* EXERCISE DETAILS:
Should a line below contain the word "prompts", report it.

* RECORDS SUPPLIED:
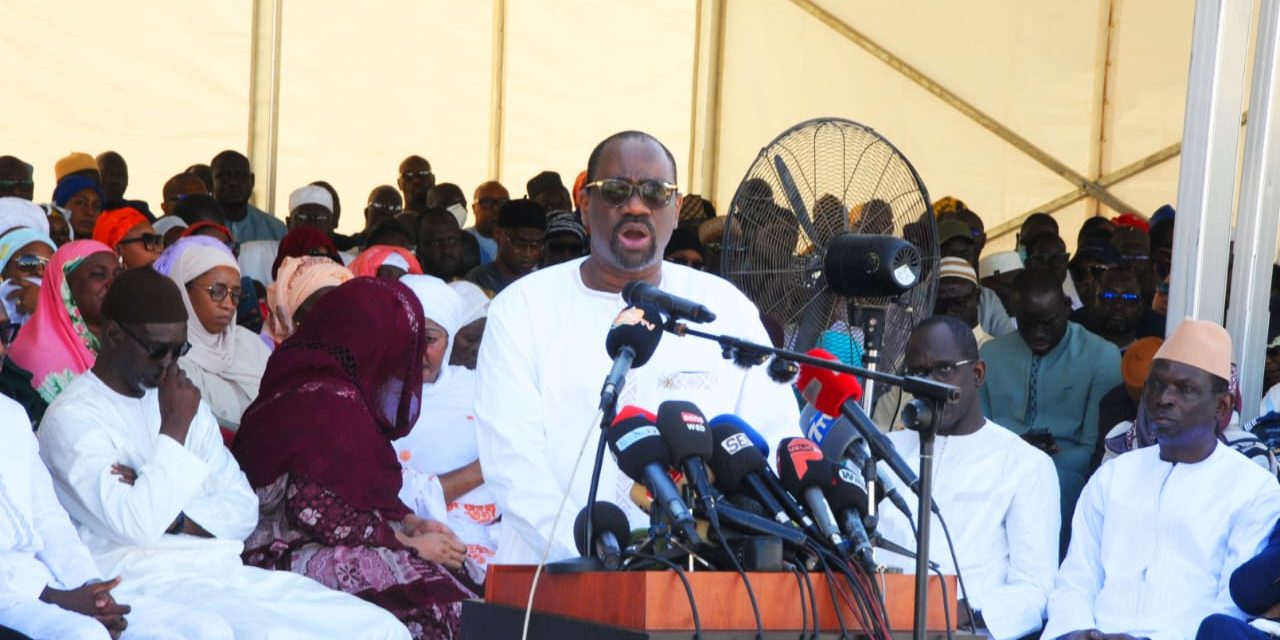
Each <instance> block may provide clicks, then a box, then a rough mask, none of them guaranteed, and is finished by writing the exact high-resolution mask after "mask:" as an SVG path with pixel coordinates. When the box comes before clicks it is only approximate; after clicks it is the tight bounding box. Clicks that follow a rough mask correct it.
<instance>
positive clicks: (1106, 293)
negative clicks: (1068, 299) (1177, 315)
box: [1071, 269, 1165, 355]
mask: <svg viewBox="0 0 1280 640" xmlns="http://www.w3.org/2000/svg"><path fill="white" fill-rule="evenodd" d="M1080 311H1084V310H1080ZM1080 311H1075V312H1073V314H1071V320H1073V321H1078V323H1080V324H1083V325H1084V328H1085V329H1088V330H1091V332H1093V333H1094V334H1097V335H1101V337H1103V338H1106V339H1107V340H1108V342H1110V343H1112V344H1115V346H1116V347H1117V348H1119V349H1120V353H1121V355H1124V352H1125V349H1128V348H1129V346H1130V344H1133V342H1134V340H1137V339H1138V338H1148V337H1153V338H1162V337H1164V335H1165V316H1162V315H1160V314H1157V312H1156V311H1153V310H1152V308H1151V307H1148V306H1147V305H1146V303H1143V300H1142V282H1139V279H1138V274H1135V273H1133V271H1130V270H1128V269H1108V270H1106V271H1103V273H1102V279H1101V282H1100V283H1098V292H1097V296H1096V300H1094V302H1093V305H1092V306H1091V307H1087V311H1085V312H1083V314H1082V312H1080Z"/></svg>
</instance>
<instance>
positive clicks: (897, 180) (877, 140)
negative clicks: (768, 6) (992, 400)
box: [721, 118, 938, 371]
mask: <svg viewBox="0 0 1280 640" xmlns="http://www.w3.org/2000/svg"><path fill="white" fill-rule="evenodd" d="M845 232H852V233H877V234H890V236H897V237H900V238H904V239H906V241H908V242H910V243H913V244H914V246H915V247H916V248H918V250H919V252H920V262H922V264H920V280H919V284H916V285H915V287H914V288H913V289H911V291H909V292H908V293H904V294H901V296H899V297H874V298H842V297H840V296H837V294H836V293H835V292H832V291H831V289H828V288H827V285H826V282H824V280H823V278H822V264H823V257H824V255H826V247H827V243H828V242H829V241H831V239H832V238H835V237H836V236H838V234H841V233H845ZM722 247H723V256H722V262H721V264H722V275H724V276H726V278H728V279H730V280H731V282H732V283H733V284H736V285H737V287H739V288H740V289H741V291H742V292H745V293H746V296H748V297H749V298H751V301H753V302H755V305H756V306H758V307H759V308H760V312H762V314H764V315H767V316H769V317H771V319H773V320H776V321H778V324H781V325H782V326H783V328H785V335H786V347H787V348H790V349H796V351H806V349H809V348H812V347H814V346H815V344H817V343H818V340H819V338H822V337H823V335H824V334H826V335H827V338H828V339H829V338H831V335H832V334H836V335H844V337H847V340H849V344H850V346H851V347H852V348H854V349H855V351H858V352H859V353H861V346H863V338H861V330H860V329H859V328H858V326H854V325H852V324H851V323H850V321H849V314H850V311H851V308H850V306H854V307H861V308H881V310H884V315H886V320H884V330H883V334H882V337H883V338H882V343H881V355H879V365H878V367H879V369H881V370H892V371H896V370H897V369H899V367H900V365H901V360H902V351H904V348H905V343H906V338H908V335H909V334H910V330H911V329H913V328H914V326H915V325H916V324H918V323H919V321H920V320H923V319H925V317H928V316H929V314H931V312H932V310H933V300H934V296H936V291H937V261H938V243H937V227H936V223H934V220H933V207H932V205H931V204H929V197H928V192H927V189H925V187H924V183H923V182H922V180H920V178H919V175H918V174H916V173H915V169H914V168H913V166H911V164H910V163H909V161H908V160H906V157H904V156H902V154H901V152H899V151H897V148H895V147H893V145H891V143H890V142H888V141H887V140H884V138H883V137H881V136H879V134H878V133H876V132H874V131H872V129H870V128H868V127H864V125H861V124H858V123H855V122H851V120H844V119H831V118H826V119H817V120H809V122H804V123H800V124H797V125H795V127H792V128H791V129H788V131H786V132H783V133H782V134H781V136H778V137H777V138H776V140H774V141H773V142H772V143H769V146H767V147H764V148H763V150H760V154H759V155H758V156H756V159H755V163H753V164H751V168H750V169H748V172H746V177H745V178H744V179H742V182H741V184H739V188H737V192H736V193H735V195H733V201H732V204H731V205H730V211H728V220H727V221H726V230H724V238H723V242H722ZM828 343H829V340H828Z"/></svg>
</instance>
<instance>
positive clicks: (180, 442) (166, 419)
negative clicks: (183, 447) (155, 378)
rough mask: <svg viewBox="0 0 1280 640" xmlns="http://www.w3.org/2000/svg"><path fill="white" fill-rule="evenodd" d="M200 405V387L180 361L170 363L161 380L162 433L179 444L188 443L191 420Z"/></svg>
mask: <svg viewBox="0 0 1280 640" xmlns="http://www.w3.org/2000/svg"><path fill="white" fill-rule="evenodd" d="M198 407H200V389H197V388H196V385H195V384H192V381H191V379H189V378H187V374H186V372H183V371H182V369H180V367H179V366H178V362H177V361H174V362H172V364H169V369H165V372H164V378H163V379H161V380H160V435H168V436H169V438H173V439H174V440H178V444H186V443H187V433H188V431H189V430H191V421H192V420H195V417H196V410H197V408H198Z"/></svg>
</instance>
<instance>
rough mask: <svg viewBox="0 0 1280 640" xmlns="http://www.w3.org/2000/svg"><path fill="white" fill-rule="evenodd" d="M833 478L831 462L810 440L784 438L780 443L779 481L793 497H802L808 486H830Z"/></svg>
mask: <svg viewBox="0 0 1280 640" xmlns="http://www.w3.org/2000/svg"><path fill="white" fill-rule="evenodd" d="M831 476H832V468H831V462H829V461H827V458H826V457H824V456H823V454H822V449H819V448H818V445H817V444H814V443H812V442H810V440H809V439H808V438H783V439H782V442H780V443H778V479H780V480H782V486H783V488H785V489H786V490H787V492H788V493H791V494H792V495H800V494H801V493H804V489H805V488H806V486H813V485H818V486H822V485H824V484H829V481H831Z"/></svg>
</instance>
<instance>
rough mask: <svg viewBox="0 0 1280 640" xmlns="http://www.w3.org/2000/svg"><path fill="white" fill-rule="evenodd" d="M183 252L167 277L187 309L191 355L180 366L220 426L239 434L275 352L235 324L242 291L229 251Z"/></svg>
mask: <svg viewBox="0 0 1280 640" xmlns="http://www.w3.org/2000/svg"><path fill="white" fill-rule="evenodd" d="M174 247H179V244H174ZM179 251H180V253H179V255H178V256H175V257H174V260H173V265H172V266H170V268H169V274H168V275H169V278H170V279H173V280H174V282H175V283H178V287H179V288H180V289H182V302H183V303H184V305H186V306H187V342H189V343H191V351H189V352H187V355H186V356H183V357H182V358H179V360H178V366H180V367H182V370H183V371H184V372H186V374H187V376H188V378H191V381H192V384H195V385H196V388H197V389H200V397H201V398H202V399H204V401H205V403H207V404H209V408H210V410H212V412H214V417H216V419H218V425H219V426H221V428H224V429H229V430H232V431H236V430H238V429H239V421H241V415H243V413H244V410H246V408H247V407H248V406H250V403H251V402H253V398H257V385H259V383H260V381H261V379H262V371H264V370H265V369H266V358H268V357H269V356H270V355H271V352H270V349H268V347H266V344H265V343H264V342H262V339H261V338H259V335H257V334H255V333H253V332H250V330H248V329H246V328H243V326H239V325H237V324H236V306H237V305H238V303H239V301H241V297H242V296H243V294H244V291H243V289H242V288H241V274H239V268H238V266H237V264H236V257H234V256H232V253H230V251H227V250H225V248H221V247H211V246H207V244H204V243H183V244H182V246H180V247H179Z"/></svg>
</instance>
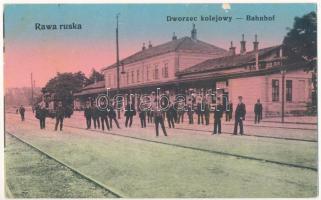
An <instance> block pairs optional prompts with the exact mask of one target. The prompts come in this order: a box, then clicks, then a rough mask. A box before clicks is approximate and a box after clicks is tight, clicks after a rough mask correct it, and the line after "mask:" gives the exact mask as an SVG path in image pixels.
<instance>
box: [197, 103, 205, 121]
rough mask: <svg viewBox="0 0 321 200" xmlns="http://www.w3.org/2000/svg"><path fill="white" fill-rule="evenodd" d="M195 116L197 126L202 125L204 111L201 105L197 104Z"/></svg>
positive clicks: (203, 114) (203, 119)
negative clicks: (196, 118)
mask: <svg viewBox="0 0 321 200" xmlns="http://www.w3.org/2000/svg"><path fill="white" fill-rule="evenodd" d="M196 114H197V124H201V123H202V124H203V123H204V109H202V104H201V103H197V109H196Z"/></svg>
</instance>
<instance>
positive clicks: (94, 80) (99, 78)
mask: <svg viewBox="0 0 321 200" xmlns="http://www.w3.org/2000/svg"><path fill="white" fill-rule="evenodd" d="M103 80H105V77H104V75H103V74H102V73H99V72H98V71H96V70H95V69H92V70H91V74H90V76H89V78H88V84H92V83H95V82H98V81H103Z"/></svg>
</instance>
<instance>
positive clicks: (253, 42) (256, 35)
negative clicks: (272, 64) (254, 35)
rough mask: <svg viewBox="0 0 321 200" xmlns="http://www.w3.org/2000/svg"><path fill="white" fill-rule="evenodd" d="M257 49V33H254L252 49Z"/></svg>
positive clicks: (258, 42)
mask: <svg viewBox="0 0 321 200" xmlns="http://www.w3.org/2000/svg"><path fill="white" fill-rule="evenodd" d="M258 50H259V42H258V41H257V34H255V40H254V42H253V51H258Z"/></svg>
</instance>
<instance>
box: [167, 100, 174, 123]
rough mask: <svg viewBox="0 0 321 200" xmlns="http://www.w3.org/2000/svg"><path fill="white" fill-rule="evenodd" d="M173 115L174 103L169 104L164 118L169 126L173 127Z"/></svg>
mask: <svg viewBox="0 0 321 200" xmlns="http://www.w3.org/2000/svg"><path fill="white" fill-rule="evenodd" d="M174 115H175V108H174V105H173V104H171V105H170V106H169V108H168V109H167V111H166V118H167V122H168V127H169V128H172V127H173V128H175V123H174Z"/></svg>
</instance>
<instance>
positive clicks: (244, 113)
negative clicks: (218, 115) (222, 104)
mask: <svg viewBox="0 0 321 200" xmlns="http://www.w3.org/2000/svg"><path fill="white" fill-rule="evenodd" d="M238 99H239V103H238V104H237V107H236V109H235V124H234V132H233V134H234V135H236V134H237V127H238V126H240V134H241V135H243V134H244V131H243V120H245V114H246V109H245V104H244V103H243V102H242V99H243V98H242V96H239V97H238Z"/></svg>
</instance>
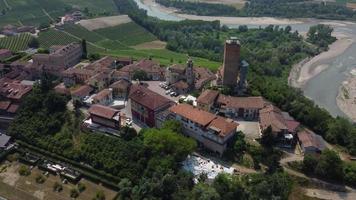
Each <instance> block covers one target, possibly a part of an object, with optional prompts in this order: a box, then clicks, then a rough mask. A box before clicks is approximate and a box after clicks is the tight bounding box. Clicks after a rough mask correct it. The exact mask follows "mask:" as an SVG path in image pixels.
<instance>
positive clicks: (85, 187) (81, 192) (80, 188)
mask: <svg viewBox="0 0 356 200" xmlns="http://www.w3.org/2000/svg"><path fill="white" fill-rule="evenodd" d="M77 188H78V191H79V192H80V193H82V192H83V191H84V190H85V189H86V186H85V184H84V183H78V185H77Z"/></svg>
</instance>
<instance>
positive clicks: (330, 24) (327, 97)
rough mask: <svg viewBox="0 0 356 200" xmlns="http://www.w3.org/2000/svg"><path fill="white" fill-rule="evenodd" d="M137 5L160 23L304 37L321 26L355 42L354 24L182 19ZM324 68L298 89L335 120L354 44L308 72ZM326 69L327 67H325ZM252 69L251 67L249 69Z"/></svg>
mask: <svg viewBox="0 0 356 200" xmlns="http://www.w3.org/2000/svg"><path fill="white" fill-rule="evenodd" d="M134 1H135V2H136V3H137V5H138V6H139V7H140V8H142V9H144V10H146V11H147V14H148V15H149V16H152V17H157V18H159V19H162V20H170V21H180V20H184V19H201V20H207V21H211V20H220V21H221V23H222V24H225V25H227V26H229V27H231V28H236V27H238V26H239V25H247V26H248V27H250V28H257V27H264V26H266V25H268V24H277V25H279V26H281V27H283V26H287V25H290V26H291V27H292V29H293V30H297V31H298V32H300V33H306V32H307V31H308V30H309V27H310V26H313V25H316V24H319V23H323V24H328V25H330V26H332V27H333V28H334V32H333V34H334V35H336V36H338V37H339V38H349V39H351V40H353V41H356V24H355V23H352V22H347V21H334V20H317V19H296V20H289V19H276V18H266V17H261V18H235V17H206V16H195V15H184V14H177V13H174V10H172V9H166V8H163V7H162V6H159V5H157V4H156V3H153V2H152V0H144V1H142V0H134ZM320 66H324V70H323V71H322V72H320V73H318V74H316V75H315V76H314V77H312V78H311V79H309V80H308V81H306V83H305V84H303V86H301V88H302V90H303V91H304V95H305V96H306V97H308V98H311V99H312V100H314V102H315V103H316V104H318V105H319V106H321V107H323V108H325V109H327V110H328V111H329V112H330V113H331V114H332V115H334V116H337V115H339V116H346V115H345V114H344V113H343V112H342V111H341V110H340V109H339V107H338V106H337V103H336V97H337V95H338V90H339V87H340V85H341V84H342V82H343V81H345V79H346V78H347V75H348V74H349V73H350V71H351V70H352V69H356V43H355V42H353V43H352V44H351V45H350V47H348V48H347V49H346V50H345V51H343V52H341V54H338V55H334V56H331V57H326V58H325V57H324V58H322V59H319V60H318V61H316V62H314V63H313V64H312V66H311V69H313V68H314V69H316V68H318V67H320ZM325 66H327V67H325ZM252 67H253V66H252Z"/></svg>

* EXPECTED ANSWER:
An <instance> block pairs optional prompts with the exact mask of one target. The prompts come in this order: a box, then clicks, then a rough mask. A box before clicks is approximate and a box after clicks is tight, clicks after a rough mask correct it, and the line after "mask:" gives the exact mask as an SVG path in image pixels.
Each <instance> block covers one target, possibly a part of an object, with optional prompts in this order: a box, then clicks, then a rough mask. A box before clicks is approximate and a box after clicks is the tight bounding box. Clicks after a rough mask correct it. The exact mask follows "mask:" as an SVG path in image pixels.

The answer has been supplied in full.